▸ **Short exercise**
Your output is the line containing "Return one point per instance of the suv wheel" plus all lines after it to the end of the records, reproduced exactly, with nothing else.

▸ **Record excerpts**
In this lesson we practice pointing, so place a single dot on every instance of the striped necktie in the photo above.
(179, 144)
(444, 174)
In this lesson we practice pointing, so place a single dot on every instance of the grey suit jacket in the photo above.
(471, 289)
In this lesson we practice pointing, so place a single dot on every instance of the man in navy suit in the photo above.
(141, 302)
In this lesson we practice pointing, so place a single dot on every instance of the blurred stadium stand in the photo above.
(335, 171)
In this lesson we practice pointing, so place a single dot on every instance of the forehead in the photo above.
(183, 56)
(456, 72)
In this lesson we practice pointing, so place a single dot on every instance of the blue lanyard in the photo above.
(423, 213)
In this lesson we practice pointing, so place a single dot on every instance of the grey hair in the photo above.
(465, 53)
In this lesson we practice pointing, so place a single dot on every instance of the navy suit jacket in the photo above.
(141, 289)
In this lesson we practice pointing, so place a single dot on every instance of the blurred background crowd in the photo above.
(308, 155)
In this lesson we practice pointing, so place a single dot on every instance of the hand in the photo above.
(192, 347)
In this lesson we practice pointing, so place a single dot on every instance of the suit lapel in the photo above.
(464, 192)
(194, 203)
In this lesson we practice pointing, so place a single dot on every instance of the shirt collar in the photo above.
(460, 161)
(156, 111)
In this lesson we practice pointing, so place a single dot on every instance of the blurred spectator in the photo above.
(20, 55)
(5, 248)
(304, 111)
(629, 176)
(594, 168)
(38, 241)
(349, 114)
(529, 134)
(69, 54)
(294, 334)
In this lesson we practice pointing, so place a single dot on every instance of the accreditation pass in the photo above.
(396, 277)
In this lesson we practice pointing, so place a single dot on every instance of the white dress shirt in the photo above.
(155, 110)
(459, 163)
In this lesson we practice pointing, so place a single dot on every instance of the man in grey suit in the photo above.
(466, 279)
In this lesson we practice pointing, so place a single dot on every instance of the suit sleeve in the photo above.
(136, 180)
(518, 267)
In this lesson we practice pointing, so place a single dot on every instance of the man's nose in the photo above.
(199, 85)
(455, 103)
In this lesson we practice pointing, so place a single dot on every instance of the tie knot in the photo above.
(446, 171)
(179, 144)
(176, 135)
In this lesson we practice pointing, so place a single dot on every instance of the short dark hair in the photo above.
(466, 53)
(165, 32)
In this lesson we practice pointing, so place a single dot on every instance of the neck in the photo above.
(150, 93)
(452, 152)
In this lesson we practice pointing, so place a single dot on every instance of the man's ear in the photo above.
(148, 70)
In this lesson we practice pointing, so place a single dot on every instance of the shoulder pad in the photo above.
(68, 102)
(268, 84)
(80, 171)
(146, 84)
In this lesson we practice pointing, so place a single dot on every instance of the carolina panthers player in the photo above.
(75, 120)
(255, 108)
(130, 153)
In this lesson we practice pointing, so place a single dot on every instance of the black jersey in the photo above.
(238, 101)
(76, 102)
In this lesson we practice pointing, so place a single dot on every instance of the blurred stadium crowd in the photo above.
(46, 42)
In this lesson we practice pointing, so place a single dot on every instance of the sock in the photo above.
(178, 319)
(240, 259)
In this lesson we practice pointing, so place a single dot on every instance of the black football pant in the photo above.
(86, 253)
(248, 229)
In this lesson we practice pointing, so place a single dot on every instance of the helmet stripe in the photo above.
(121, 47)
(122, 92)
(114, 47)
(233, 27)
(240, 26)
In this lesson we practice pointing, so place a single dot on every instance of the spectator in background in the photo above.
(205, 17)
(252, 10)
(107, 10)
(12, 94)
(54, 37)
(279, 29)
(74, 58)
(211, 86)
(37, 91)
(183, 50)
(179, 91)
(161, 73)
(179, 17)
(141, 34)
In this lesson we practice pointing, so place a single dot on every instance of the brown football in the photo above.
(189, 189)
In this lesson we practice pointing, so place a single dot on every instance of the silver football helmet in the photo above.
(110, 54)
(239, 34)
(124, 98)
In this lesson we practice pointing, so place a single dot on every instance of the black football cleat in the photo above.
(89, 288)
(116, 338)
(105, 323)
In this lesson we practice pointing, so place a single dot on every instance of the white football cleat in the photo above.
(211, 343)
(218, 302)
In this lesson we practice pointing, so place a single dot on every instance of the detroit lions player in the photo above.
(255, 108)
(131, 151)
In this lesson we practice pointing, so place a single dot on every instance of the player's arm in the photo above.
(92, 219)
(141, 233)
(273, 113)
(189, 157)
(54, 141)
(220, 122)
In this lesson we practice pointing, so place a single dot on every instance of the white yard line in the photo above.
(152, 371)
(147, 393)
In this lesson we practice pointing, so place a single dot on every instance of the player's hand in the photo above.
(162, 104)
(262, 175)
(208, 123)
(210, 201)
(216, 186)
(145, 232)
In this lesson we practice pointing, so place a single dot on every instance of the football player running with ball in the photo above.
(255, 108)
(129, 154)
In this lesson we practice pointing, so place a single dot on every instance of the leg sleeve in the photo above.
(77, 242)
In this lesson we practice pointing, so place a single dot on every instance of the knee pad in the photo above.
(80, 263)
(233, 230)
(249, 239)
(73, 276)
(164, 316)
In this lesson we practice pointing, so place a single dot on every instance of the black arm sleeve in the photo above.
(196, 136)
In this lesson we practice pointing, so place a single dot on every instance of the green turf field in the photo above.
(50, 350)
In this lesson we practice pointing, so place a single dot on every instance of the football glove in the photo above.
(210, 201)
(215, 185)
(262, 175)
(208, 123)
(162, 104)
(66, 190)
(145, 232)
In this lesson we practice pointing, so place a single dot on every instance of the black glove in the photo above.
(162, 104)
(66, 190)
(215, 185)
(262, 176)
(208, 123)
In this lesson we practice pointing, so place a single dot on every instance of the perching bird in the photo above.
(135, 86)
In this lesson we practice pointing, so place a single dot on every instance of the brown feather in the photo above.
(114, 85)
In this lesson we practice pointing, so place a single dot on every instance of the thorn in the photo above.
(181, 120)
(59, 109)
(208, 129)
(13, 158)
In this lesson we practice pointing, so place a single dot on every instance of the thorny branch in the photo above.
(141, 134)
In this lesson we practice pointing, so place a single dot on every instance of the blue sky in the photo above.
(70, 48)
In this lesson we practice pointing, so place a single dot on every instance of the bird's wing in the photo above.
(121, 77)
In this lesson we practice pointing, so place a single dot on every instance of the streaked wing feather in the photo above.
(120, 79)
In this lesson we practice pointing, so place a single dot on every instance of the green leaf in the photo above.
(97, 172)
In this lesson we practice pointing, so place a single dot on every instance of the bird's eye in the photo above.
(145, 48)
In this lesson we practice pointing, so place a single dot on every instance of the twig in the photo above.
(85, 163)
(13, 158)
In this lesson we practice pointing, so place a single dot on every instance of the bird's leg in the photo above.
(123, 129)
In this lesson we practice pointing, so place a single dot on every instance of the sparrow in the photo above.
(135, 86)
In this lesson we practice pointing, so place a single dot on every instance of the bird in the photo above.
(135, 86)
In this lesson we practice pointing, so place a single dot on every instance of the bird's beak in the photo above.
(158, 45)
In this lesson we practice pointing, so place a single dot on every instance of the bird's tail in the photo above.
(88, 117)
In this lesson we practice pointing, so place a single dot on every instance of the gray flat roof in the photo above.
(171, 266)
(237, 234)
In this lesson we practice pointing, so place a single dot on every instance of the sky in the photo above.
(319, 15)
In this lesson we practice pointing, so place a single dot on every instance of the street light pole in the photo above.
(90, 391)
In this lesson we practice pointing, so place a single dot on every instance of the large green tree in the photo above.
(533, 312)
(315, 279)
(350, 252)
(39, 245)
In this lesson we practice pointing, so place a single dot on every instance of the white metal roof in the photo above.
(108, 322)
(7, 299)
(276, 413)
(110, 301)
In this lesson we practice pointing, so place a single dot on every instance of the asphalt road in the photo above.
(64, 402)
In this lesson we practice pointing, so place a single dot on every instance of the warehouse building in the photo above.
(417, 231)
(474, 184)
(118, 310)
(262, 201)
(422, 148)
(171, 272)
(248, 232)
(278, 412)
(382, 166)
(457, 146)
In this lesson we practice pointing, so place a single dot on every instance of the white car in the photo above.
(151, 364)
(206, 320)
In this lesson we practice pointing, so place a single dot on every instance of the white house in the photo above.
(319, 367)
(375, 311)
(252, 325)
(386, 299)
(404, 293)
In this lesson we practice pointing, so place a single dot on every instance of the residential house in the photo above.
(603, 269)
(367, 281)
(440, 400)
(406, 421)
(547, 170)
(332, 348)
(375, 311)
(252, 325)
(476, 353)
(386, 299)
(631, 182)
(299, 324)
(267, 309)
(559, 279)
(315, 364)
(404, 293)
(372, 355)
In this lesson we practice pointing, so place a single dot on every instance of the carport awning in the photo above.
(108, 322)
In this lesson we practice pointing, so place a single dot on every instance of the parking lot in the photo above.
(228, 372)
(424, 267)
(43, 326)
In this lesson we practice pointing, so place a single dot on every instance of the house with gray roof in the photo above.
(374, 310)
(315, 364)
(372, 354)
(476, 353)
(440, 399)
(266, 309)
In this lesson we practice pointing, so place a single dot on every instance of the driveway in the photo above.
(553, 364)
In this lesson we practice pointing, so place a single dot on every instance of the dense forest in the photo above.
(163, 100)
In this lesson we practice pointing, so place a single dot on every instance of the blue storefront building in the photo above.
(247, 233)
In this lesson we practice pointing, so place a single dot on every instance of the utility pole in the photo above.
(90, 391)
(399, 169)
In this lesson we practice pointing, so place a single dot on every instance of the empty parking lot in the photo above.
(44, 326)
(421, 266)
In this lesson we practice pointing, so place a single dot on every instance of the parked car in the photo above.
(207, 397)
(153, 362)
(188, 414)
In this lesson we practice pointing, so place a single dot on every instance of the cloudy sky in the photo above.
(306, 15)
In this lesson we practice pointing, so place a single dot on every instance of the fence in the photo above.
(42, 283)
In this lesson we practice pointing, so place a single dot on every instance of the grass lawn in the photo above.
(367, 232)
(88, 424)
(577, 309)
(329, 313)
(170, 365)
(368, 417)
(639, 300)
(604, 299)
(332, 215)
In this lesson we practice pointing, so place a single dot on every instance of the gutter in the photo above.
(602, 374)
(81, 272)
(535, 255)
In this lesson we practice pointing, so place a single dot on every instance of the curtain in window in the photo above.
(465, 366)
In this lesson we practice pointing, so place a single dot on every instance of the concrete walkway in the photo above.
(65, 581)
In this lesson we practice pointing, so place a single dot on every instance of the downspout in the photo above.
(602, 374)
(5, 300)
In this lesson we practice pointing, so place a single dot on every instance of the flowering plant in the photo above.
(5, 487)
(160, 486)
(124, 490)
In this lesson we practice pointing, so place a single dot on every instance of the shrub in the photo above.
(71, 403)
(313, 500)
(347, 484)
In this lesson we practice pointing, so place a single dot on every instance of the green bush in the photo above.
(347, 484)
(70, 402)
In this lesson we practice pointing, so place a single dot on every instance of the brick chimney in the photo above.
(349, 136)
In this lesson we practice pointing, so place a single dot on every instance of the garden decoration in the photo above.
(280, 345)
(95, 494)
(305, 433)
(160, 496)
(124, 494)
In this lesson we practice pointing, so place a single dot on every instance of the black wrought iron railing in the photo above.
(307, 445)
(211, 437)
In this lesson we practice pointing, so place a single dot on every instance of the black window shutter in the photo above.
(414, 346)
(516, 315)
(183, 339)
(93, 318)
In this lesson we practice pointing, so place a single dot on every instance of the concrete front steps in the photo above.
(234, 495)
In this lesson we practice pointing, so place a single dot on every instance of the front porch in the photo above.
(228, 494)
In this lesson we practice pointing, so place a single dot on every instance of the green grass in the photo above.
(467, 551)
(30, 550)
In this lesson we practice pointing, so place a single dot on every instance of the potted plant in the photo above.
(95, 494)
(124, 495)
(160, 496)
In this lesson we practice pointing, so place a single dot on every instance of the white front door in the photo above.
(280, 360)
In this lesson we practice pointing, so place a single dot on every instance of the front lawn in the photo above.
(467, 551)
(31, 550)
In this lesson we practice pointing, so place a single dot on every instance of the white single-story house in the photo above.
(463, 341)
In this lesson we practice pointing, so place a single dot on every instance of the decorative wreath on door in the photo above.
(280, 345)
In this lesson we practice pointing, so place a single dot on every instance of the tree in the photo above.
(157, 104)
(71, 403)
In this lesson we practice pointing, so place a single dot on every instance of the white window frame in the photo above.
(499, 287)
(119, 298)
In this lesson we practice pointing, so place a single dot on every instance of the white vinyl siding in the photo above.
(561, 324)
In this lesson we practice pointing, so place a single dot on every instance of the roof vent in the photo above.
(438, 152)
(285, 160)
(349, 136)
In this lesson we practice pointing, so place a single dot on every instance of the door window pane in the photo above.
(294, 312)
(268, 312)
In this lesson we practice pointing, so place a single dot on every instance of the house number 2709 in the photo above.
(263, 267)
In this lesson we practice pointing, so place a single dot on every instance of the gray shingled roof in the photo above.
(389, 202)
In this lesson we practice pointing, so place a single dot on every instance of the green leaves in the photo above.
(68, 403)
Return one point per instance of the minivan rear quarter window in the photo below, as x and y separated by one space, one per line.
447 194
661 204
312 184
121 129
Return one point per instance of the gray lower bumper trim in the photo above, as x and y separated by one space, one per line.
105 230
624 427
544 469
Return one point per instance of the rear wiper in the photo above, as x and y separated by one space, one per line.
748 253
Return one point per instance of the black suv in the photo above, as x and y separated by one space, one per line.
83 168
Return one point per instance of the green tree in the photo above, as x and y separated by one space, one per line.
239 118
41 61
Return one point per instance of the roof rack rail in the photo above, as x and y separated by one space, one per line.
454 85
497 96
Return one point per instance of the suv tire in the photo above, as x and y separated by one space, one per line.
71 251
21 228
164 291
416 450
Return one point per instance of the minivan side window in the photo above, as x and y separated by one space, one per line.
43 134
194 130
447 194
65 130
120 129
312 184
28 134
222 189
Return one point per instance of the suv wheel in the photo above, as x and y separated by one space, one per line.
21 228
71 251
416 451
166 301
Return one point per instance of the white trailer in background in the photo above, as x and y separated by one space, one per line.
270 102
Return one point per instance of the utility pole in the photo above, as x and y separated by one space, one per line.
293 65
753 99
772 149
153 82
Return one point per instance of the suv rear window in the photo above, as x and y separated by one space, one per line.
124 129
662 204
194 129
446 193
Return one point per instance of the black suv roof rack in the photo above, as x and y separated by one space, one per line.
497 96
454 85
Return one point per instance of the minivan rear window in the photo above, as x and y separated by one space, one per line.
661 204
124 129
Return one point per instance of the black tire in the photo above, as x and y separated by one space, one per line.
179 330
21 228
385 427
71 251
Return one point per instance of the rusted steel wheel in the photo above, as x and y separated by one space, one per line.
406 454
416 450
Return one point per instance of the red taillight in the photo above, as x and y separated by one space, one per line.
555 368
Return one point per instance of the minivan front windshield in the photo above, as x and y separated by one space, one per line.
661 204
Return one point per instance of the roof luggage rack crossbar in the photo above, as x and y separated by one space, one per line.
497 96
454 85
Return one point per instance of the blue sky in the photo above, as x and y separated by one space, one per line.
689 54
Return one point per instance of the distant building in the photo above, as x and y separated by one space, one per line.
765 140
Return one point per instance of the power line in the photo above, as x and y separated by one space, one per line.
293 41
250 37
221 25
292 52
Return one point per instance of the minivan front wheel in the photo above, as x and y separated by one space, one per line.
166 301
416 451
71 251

▸ **Result of this exercise**
Return one point per instance of the suv wheel in the photo above, as x and y separated by one space, one per line.
21 228
71 251
416 451
166 301
Return one point per instance of the white trailer in background in the photo above, as x and y separated by one space, one per line.
270 102
Return one point per instance of the utility pole in the photo above, as x and y separated by one space, one per line.
293 65
753 99
772 149
153 82
Return one point per instance of the suv rear window in the photo above, as x and y separated by one space, one per line.
124 129
662 204
194 129
446 193
Return one point per instance of the black suv roof rack in the photo above, as x and y separated by one space, one per line.
497 96
454 85
Return one point per instance of the minivan rear window in the photo above, as x and y separated by one space, one per line.
661 204
124 129
Return one point per instance of the black tire in the photo above, as x and y separated by one space, one per line.
179 330
21 228
385 427
71 251
Return one point per instance of the rusted steel wheel in the photo above, as x and y separated by one space, one per line.
406 454
416 450
Return one point per instance of the red taillight in the photo above, as x and y separated by one space, one per line.
555 368
Return one point per instance of the minivan front windshield in the photo above, as x and y separated by one space, one per line.
661 204
Return one point per instance of the roof luggage rack crossbar in the photo above, as x and y separated by one space, one per line.
497 96
454 85
Return one point per instance of the blue sky in the photo above, as x and y separated by one space, one per line.
689 54
Return one point per instance of the distant building in the photo above, as x and y separated by one space, one per line.
765 140
Return one point per instance of the power line in the photo above, as x and y separated by one space, one per line.
293 41
250 37
221 25
292 52
Return one point per instance of the minivan front wheel in the photo above, as x and y separated by one space, one per line.
166 301
416 451
71 251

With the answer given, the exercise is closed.